§ WRITTEN REQUEST 1
Copy the stretch of the passage on Zipf distributions from "is 1. If we" through "a Zipf distribution.".

§ SELECTION
A Zipf distribution can be defined more concretely as

f (r) = C r^{- α}

, where

C = {(\sum_{r = 1}^{k} r^{- α})}^{- 1}

, and

α

is the exponent parameter with a positive value. In the classic version of a Zipf distribution, the exponent

α

is 1. If we plot the Zipf distribution, frequency versus rank, in log-log scale, the result is a line and the slope of the line is

- α

. Because of this, most of the authors that claim the Zipf’s law patterns (e.g., [18,19,20,21,22,23]) use linear regression to examine the linearity between

\log (frequency)

and

\log (rank)

. The better the linearity can be shown, the closer it is to a Zipf distribution.

This procedure, however, considers the intercept as a nuisance parameter, omitting the fact that it is related to

α

. More precisely, the intercept should be equal to

\log (C)

. Moreover, linear regression through ordinary least squares is inefficient in this case, given that r is an integer [24]. A better method to fit the Zipf’s law for empirical data is to use the maximum likelihood estimation (MLE), which has been proven effective in practice for similar distributions, such as Zipf-Mandelbrot law [25] and power law [26]. In our study, we also use MLE to estimate the exponent parameter in the Zipf distribution and check the goodness of fit by performing a chi-square test.

§ DATASET CONTENT
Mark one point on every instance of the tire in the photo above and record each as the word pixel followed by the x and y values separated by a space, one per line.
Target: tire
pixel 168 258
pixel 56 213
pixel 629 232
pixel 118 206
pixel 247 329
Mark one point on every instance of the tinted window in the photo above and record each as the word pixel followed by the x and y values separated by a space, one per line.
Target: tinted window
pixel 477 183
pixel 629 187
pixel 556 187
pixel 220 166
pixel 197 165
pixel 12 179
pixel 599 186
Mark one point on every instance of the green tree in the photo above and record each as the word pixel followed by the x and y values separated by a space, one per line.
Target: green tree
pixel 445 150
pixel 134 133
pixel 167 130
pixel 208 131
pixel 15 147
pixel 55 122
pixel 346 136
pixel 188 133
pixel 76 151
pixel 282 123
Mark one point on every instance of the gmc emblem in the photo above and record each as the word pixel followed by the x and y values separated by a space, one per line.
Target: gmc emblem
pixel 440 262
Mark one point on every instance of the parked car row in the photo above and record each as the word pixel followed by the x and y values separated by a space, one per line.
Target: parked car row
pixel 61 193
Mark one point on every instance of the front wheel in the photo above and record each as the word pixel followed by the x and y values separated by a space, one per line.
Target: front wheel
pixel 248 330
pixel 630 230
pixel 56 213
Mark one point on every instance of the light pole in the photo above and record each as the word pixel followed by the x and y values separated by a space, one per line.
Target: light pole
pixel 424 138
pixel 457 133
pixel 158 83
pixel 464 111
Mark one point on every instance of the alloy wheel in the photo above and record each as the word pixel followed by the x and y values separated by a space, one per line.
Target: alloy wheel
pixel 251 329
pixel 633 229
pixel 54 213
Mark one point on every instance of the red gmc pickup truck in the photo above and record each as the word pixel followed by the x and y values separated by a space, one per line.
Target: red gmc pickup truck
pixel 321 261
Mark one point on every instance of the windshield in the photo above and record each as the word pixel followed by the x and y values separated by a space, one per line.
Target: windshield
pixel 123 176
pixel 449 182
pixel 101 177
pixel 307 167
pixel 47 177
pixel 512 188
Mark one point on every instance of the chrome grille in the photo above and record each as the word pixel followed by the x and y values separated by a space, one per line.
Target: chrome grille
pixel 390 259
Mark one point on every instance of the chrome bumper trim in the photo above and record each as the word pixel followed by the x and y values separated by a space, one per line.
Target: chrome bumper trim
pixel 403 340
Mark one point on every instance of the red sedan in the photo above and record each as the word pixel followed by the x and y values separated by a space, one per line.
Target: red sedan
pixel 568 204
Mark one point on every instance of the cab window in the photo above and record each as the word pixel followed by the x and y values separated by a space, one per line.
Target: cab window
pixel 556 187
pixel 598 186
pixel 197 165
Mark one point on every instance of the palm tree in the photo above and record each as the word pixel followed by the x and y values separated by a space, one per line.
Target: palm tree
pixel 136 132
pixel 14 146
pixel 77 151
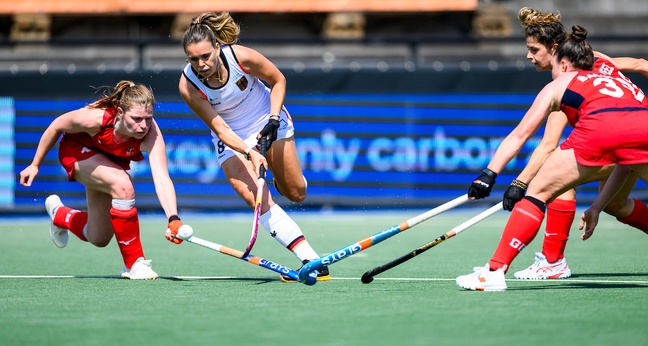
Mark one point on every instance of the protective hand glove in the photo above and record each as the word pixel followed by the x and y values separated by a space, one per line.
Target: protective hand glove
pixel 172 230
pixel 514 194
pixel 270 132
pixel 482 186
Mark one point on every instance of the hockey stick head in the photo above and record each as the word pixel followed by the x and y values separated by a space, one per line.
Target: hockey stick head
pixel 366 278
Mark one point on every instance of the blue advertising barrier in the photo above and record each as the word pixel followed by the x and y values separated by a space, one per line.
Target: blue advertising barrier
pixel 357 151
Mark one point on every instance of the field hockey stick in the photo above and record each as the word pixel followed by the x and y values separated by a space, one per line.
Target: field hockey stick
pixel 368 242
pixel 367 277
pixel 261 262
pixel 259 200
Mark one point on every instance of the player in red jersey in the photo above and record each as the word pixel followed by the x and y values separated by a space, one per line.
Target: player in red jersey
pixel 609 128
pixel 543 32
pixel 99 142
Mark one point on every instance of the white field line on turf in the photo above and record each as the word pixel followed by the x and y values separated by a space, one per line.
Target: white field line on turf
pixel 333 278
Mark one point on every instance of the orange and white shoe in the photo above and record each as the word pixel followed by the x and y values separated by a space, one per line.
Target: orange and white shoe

§ WRITTEN REQUEST 2
In the rows, repeat the stretch from the line containing "Mark one point on every instance of the light" through the line containing "pixel 77 151", and give only those lines.

§ EXERCISE SOLUTION 1
is 1. If we plot the Zipf distribution, frequency versus rank, in log-log scale, the result is a line and the slope of the line is

- α

. Because of this, most of the authors that claim the Zipf’s law patterns (e.g., [18,19,20,21,22,23]) use linear regression to examine the linearity between

\log (frequency)

and

\log (rank)

. The better the linearity can be shown, the closer it is to a Zipf distribution.

§ EXERCISE SOLUTION 2
Mark one point on every instance of the light pole in the photo above and record each as the word pixel followed by the x and y values separated by a space, one per line.
Target: light pole
pixel 424 138
pixel 457 133
pixel 158 83
pixel 464 111
Mark one point on every instance of the alloy wheel in the photo above and record each as the word pixel followed by the x and y values separated by a space, one per line.
Target: alloy wheel
pixel 251 329
pixel 633 229
pixel 54 213
Mark one point on every instance of the red gmc pickup truck in the photo above and record each as the word pixel followed by the x and y values separated by a space, one per line.
Target: red gmc pickup truck
pixel 321 261
Mark one point on every instance of the windshield in the photo above and record each as the word pixel followed by the x and y values separated by a space, one per line.
Target: windshield
pixel 123 176
pixel 449 182
pixel 101 177
pixel 307 167
pixel 47 177
pixel 512 188
Mark one point on every instance of the chrome grille in the photo above and record each as the word pixel followed by the x and y values separated by a space, one per line.
Target: chrome grille
pixel 390 259
Mark one point on every instance of the chrome bumper trim in the photo above and record each as the word pixel followed by the x and y values separated by a space, one per line.
Target: chrome bumper trim
pixel 403 340
Mark one point on every instance of the red sedan in the photo above and record each as the word pixel followed by the x and y values separated by a space, one per line.
Target: red sedan
pixel 568 204
Mark one point on every instance of the cab window in the photo above and record each as the word pixel followed by the x and y values separated by a space, one per line.
Target: cab window
pixel 556 187
pixel 598 186
pixel 197 165
Mark one point on every instance of the palm tree in the photo above and record each as the word pixel followed by the x and y values separated by a space, one per line.
Target: palm tree
pixel 136 132
pixel 14 146
pixel 77 151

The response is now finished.